Aim.
Print the range of lines that opens with the line containing "Identify one point on each instance of the tv" and closes with the last line of the listing. Include both ends; print nothing more.

[Point placement records]
==*==
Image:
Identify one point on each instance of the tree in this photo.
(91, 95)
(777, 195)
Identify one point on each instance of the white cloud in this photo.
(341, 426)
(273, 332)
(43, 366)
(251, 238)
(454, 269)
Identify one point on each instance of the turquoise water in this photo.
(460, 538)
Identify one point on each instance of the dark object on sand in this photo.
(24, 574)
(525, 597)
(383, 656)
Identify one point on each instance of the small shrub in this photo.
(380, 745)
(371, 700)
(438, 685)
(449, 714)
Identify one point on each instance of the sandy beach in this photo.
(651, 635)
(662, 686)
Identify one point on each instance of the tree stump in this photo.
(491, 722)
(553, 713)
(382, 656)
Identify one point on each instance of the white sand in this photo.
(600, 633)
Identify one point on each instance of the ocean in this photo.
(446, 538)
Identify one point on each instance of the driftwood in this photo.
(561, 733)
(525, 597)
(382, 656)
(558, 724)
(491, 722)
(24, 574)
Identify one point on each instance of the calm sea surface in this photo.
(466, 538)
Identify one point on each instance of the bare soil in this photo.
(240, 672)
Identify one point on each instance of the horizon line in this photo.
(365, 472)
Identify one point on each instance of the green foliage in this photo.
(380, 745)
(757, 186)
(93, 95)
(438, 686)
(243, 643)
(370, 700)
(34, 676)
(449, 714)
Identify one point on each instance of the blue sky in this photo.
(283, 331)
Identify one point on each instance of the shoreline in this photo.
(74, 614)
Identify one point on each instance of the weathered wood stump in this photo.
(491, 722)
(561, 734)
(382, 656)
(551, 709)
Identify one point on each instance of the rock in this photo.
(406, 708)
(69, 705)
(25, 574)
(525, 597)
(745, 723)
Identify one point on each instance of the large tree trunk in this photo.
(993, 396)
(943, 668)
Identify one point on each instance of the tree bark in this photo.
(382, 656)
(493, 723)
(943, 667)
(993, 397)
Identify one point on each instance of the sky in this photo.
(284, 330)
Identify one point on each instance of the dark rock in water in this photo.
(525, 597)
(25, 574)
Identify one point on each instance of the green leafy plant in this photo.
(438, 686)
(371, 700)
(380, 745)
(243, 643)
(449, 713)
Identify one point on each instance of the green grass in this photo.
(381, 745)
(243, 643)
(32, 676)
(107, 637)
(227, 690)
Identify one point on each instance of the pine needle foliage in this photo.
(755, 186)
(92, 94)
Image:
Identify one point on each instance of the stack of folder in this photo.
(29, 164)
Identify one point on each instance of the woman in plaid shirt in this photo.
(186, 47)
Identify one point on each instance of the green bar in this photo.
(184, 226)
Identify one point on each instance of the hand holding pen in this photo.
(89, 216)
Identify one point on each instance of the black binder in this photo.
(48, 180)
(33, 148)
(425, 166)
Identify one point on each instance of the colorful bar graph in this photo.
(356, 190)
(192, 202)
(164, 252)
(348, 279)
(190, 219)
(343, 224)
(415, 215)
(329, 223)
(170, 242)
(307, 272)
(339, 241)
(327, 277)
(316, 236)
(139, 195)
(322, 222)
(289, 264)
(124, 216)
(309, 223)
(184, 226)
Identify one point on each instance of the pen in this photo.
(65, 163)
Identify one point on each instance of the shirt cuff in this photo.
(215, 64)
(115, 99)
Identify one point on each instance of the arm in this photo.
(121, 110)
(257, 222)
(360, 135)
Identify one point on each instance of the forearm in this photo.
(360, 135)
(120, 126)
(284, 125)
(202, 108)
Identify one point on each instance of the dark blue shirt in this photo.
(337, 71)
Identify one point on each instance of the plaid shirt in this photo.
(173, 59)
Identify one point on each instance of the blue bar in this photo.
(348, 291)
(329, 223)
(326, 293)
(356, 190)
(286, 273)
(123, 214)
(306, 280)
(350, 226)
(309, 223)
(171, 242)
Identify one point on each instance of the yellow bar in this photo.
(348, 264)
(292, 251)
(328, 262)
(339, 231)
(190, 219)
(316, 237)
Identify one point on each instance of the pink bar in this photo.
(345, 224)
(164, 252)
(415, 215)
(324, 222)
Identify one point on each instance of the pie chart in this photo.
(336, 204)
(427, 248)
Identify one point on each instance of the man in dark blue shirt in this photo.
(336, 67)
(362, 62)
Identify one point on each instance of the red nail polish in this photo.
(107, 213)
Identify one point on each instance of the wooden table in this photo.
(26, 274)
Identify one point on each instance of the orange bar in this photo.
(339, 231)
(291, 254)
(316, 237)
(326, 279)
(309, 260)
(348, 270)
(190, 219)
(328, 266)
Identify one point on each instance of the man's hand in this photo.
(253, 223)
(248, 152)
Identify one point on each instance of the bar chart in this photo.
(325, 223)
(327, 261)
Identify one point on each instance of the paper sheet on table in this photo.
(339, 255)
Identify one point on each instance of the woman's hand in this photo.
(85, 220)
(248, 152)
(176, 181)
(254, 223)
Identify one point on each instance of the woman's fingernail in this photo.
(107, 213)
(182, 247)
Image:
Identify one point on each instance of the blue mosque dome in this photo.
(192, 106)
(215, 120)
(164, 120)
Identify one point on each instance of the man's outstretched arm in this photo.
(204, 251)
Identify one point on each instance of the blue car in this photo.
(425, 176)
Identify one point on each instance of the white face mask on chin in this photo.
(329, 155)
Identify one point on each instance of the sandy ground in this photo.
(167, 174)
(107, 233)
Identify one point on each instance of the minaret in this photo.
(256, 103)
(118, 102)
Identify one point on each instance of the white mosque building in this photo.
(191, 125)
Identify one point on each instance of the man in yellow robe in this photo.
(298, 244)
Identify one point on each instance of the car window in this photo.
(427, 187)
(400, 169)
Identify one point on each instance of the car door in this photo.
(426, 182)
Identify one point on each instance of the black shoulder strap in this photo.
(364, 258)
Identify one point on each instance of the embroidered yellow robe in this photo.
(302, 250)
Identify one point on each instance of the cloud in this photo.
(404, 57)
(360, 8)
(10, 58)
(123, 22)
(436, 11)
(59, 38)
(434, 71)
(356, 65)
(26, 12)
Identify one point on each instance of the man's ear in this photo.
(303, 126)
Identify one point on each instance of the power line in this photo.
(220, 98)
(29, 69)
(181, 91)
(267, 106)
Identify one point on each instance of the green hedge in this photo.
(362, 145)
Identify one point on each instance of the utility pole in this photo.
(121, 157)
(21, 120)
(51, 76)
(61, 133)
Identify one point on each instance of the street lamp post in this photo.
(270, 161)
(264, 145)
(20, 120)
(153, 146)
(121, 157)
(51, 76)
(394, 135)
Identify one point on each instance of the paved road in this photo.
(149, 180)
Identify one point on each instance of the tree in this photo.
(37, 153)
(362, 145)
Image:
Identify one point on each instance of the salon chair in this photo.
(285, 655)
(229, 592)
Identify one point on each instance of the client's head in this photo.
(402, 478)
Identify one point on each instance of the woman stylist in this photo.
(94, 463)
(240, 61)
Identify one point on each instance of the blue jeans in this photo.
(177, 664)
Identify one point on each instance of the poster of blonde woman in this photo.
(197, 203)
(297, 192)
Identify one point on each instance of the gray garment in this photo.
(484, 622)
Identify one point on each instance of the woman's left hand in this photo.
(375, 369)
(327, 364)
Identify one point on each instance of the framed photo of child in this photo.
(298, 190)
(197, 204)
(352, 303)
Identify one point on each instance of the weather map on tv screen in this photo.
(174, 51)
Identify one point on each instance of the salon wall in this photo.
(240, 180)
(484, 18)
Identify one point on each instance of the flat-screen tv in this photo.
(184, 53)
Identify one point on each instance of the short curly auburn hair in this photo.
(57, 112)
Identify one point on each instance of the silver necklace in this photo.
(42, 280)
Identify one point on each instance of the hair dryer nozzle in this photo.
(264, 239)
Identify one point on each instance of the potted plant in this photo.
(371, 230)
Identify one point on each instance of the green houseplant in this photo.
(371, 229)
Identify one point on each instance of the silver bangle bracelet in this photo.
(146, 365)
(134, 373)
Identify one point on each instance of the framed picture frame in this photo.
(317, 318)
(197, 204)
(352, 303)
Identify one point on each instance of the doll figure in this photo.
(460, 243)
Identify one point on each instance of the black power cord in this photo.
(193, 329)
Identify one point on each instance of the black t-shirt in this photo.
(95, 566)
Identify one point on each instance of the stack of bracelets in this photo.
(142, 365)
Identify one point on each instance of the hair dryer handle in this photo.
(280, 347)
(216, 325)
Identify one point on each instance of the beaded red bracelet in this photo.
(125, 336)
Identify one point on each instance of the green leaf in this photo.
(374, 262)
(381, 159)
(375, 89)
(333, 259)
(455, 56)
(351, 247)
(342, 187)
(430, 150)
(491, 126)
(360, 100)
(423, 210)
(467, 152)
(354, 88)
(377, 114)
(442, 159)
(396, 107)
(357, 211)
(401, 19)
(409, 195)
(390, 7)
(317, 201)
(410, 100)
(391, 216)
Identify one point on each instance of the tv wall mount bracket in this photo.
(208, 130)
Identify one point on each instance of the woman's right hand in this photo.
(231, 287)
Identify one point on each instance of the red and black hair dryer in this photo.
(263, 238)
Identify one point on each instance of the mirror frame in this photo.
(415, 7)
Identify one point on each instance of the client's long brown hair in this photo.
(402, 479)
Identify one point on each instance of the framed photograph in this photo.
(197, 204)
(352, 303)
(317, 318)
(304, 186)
==*==
Final answer.
Identify one point on each instance of the tv wall mount bracket in this photo.
(208, 130)
Identify one point on each instance of the woman's right hand in this photo.
(231, 287)
Identify one point on each instance of the red and black hair dryer in this photo.
(263, 238)
Identify one point on each instance of the mirror frame in this photo.
(415, 7)
Identify one point on each instance of the client's long brown hair in this photo.
(402, 479)
Identify one point on each instance of the framed photograph in this photo.
(197, 204)
(352, 303)
(317, 318)
(304, 186)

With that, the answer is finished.